TASKS
a – Rewrite the hot standby message starting at "On Friday 19" and ending at "or are we ok?", replacing "inconsistent answers" with "stale answers".
b – Continue the mailing-list message on hot standby and query cancellation from the point where it stops.

PAGE EXTRACT
** START **

I was thinking the condition Simon was concerned about was that on a very busy
slave with wal delay, you could theoretically fill up the disks and destroy
the slave. With query cancel, you might be annoyed to see the queries
canceled, but theres no way that you would destroy the slave. (That might not
have been what he meant though)

--
Robert Treat
Conjecture: http://www.xzilla.net
Consulting: http://www.omniti.com

From:	Robert Treat <xzilla(at)users(dot)sourceforge(dot)net>
To:	pgsql-hackers(at)postgresql(dot)org
Cc:	Simon Riggs <simon(at)2ndquadrant(dot)com>, Gregory Stark <stark(at)enterprisedb(dot)com>, Kevin Grittner <Kevin(dot)Grittner(at)wicourts(dot)gov>, Heikki Linnakangas <heikki(dot)linnakangas(at)enterprisedb(dot)com>
Subject:	Re: Hot standby and b-tree killed items
Date:	2008-12-24 04:59:24
Message-ID:	200812232359.24699.xzilla@users.sourceforge.net
Views:	Raw Message \| Whole Thread \| Download mbox \| Resend email
Lists:	pgsql-hackers

On Friday 19 December 2008 19:36:42 Simon Riggs wrote:
> Perhaps we should listen to the people that have said they don't want
> queries cancelled, even if the alternative is inconsistent answers. That
> is easily possible yet is not currently an option. Plus we have the
> option I referred to up thread, which is to defer query cancel until the
> query reads a modified data block. I'm OK with implementing either of
> those, as non-default options. Do we need those options or are we ok?

** END **

RAW RECORDS
** START **

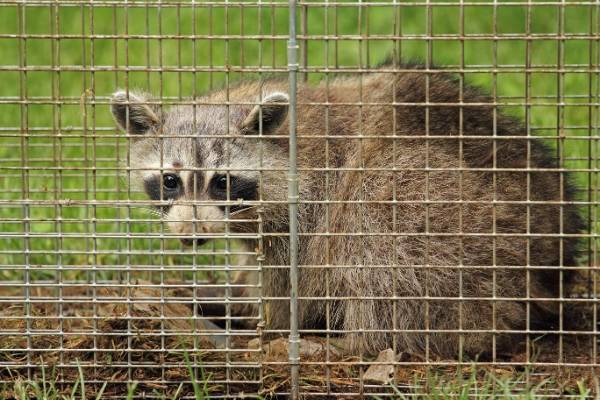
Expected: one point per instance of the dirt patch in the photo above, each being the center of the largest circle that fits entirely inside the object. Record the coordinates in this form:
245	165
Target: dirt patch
134	334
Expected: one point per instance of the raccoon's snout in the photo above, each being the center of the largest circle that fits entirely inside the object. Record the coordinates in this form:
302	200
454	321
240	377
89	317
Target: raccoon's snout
190	242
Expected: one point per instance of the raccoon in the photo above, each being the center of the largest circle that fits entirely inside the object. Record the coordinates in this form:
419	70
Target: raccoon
423	225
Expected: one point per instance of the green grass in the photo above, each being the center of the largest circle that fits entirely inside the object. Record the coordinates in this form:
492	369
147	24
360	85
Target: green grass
74	153
87	139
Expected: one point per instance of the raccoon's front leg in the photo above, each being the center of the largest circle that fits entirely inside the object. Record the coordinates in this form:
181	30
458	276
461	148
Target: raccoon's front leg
241	309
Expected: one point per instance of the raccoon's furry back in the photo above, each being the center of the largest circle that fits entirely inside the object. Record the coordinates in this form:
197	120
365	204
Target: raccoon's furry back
429	237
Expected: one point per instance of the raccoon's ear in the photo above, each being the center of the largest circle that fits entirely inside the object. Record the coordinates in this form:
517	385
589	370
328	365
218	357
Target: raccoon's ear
132	113
269	115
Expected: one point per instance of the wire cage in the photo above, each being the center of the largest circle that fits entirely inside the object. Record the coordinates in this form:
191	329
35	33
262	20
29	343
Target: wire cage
400	196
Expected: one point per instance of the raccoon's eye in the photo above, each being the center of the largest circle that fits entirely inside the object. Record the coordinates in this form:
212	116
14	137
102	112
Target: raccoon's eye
220	183
170	181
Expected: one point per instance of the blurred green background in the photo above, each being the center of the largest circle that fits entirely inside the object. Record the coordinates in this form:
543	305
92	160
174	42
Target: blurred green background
60	63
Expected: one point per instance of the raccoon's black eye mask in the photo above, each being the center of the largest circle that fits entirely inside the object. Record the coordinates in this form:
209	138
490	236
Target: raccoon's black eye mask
163	187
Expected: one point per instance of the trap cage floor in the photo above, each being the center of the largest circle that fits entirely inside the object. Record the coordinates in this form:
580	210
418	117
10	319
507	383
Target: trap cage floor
99	297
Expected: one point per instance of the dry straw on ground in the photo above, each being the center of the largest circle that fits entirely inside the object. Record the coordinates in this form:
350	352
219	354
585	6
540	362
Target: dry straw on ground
158	348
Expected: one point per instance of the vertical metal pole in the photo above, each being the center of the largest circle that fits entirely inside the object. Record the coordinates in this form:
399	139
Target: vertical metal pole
293	204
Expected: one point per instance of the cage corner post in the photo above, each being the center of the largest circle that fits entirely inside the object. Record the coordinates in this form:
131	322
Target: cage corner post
294	338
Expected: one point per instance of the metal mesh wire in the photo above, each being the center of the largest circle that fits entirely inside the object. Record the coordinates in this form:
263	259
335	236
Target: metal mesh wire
94	284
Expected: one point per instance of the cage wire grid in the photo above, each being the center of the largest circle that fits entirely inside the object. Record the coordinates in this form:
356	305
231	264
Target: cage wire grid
96	285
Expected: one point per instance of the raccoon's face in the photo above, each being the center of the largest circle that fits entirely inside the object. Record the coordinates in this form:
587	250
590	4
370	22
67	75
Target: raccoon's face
208	164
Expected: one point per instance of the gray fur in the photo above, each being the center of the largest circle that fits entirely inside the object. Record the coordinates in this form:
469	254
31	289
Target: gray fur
410	250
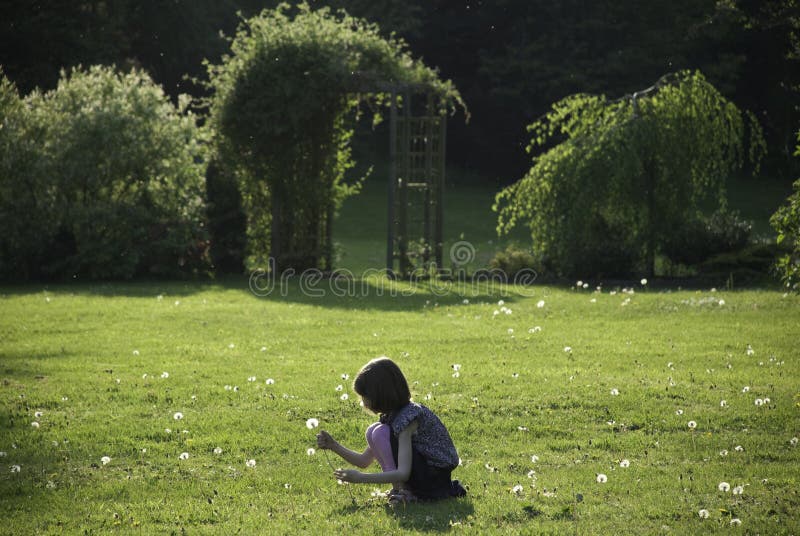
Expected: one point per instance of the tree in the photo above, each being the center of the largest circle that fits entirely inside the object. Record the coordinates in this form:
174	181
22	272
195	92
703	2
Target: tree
283	103
616	178
786	221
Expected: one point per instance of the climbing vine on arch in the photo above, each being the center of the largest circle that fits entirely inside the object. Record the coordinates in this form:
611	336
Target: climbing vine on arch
284	103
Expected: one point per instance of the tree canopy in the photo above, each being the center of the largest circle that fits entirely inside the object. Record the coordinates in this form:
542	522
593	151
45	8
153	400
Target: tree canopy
615	178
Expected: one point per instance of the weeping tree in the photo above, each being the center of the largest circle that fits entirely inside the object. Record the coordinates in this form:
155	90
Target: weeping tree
612	180
284	102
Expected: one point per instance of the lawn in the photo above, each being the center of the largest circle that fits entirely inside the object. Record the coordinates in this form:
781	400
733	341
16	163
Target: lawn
587	380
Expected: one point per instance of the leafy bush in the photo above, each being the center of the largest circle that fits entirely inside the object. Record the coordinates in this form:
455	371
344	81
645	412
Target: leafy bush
117	186
706	236
283	102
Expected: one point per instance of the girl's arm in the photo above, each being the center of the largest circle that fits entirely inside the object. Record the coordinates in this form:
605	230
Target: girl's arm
401	474
325	441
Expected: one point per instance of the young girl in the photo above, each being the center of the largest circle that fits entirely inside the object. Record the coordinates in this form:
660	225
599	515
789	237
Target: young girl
409	442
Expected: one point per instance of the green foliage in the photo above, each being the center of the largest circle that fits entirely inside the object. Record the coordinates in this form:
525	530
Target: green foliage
283	101
722	232
117	186
786	221
627	173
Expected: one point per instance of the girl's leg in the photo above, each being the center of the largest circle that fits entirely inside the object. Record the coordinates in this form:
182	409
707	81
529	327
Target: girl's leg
379	440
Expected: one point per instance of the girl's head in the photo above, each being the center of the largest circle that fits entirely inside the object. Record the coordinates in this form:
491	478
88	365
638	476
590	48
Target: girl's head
382	386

** END **

ANSWERS FOR THIS EXERCISE
a –
On Friday 19 December 2008 19:36:42 Simon Riggs wrote:
> Perhaps we should listen to the people that have said they don't want
> queries cancelled, even if the alternative is stale answers. That
> is easily possible yet is not currently an option. Plus we have the
> option I referred to up thread, which is to defer query cancel until the
> query reads a modified data block. I'm OK with implementing either of
> those, as non-default options. Do we need those options or are we ok?

b –
>

Haven't seen any feed back on this, but I think the two options of cancel
query for replay, and pause replay for queries, are probably enough for a
first go around (especially if you can get the query canceling to work only
when changes are made to the specific database in question)

--
Robert Treat
Conjecture: http://www.xzilla.net
Consulting: http://www.omniti.com

From:	Simon Riggs <simon(at)2ndQuadrant(dot)com>
To:	Robert Treat <xzilla(at)users(dot)sourceforge(dot)net>
Cc:	pgsql-hackers(at)postgresql(dot)org, Gregory Stark <stark(at)enterprisedb(dot)com>, Kevin Grittner <Kevin(dot)Grittner(at)wicourts(dot)gov>, Heikki Linnakangas <heikki(dot)linnakangas(at)enterprisedb(dot)com>
Subject:	Re: Hot standby and b-tree killed items
Date:	2008-12-24 11:11:51
Message-ID:	1230117111.4793.1096.camel@ebony.2ndQuadrant
Views:	Raw Message \| Whole Thread \| Download mbox \| Resend email
Lists:	pgsql-hackers

On Tue, 2008-12-23 at 23:59 -0500, Robert Treat wrote:
> On Friday 19 December 2008 19:36:42 Simon Riggs wrote:
> > Perhaps we should listen to the people that have said they don't want
> > queries cancelled, even if the alternative is inconsistent answers. That
> > is easily possible yet is not currently an option. Plus we have the
> > option I referred to up thread, which is to defer query cancel until the
> > query reads a modified data block. I'm OK with implementing either of
> > those, as non-default options. Do we need those options or are we ok?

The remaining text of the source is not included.